Please locate each line in the entries below that contains the word "antenna", and copy those lines out in the order they appear.

[Start EXERCISE INPUT]

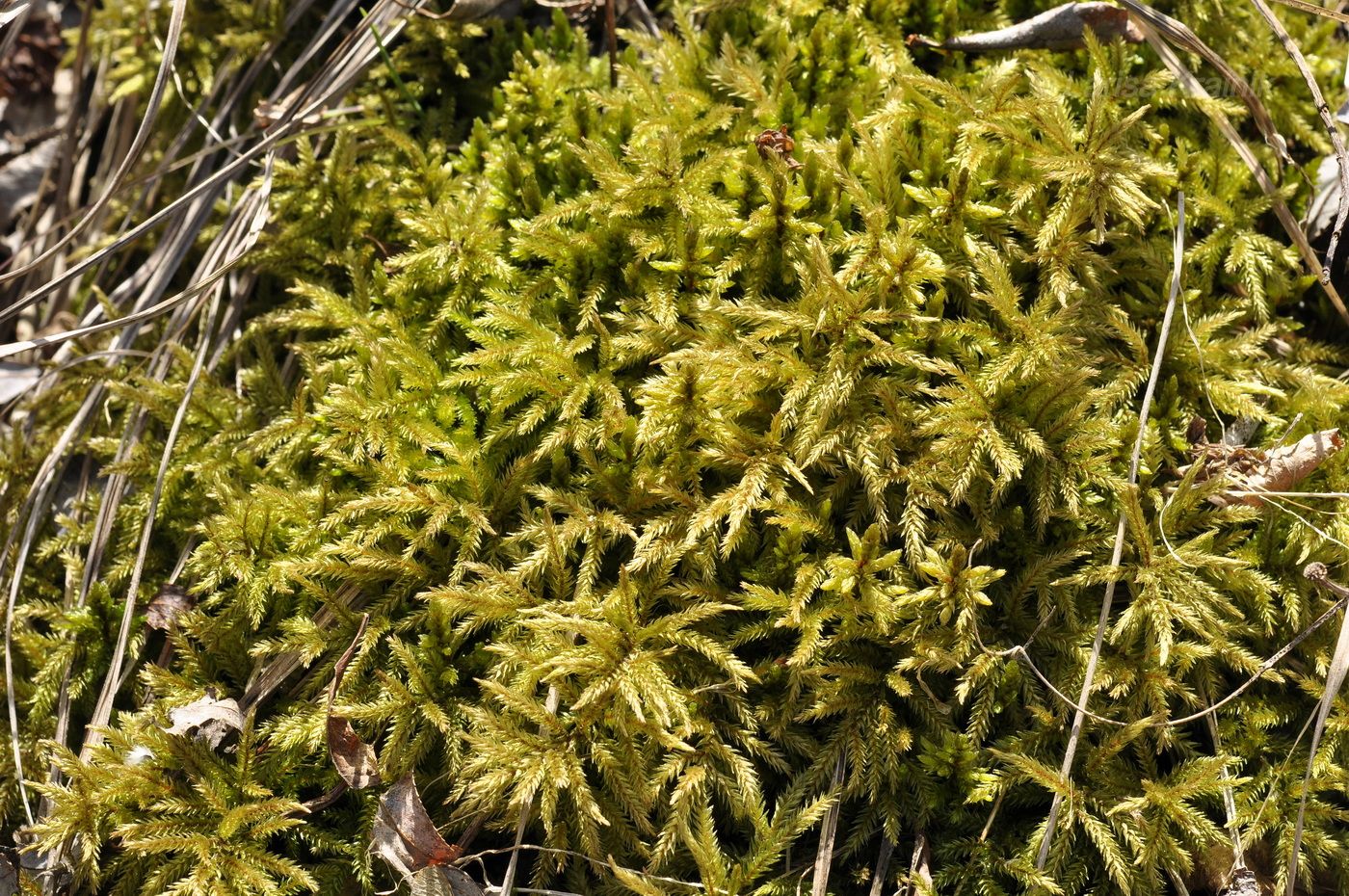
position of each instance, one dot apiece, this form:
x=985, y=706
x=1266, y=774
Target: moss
x=754, y=468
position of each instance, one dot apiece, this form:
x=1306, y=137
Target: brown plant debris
x=206, y=720
x=1058, y=29
x=171, y=602
x=31, y=66
x=778, y=142
x=353, y=757
x=404, y=834
x=1254, y=470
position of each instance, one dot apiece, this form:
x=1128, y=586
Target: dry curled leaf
x=1282, y=468
x=206, y=720
x=404, y=834
x=171, y=602
x=1058, y=29
x=353, y=757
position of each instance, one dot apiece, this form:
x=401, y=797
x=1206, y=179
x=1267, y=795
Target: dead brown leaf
x=1282, y=468
x=206, y=720
x=404, y=834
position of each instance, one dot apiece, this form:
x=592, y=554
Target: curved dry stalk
x=1281, y=208
x=1180, y=36
x=1108, y=599
x=128, y=161
x=1326, y=119
x=1318, y=573
x=829, y=831
x=251, y=216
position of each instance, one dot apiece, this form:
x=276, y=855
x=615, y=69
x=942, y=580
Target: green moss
x=757, y=468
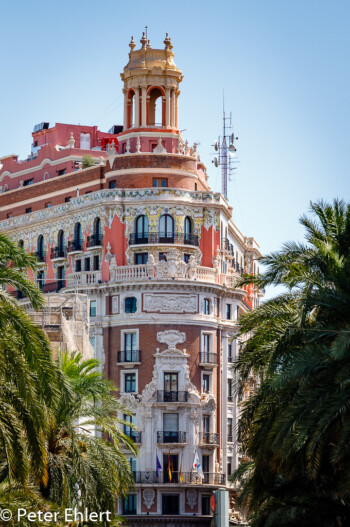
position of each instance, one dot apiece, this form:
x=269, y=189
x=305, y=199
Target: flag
x=197, y=466
x=159, y=466
x=169, y=468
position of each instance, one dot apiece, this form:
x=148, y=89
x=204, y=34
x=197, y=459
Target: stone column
x=125, y=108
x=167, y=107
x=144, y=106
x=137, y=107
x=173, y=108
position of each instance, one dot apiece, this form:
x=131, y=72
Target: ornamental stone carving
x=149, y=496
x=191, y=498
x=170, y=303
x=171, y=337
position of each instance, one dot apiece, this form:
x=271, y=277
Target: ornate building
x=159, y=255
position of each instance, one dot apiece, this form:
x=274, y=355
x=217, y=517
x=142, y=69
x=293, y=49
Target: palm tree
x=28, y=377
x=295, y=427
x=86, y=463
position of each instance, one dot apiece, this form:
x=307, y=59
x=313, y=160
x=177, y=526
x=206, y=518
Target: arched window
x=97, y=232
x=60, y=244
x=77, y=237
x=141, y=229
x=188, y=228
x=156, y=114
x=40, y=248
x=166, y=229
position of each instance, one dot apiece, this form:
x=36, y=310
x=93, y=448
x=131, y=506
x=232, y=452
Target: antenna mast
x=226, y=149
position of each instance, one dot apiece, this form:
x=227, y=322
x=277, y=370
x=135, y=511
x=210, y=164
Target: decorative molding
x=192, y=498
x=169, y=303
x=171, y=337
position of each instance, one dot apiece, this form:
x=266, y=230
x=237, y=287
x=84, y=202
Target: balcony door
x=174, y=468
x=166, y=229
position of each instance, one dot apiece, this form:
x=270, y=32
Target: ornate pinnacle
x=167, y=42
x=132, y=44
x=143, y=40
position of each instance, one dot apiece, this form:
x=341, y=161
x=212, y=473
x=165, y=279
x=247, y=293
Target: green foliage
x=296, y=426
x=88, y=161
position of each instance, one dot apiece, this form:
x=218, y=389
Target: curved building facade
x=159, y=255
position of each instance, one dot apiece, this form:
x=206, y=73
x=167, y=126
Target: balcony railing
x=129, y=356
x=74, y=245
x=95, y=240
x=137, y=238
x=207, y=438
x=164, y=396
x=171, y=437
x=58, y=252
x=84, y=278
x=152, y=477
x=41, y=256
x=208, y=358
x=135, y=436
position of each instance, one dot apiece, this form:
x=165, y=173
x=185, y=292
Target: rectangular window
x=229, y=353
x=229, y=430
x=229, y=466
x=130, y=382
x=96, y=262
x=129, y=504
x=206, y=383
x=128, y=430
x=230, y=390
x=160, y=182
x=141, y=258
x=92, y=308
x=206, y=306
x=206, y=344
x=130, y=341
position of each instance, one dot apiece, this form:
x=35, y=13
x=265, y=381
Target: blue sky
x=284, y=66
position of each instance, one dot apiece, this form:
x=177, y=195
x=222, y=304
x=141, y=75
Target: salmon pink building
x=158, y=254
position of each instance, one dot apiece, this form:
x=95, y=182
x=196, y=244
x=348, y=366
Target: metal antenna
x=225, y=148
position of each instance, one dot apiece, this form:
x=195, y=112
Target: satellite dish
x=232, y=149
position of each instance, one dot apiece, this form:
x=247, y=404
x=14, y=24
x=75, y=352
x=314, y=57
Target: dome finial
x=167, y=42
x=143, y=40
x=132, y=44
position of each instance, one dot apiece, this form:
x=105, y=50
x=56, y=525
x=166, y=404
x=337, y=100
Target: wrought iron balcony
x=162, y=476
x=41, y=256
x=134, y=435
x=74, y=245
x=95, y=240
x=171, y=437
x=164, y=396
x=129, y=356
x=208, y=358
x=58, y=252
x=207, y=438
x=137, y=238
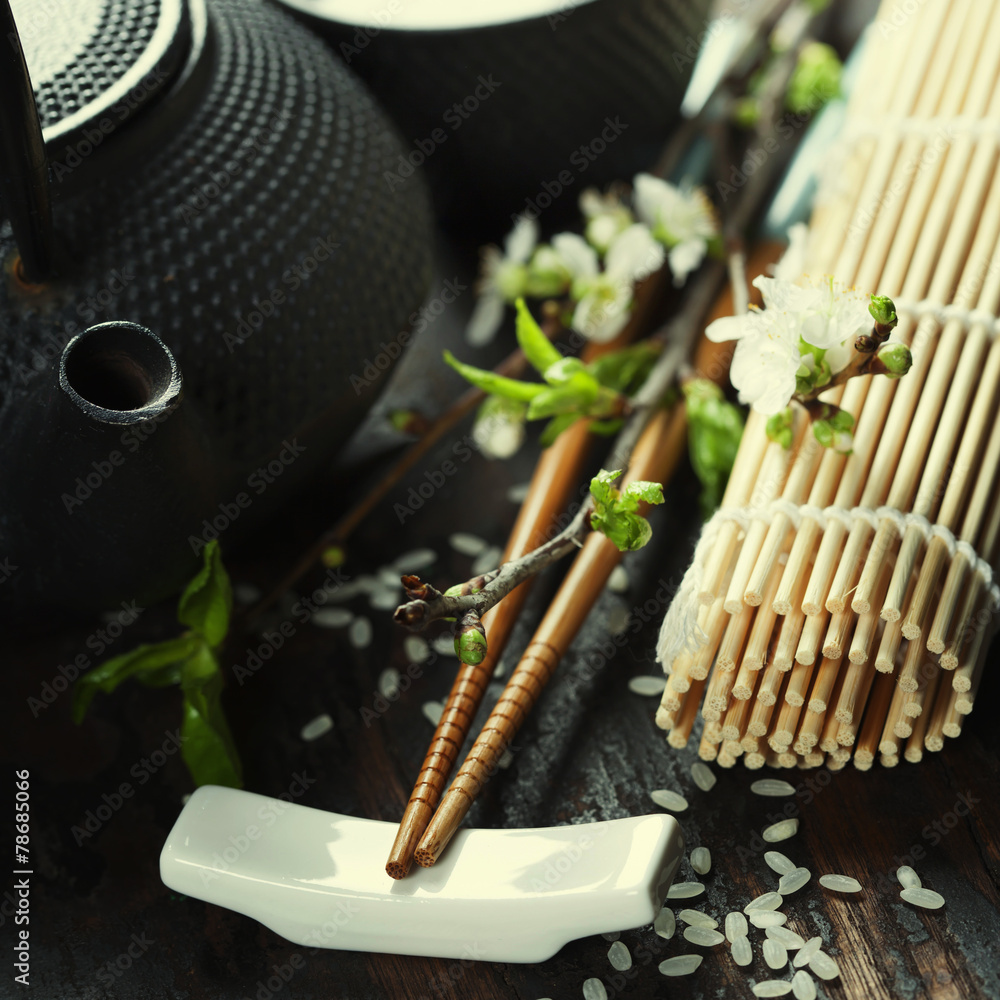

[End EXERCISE INPUT]

## EXERCISE RESULT
Target: antenna mast
Target: metal antenna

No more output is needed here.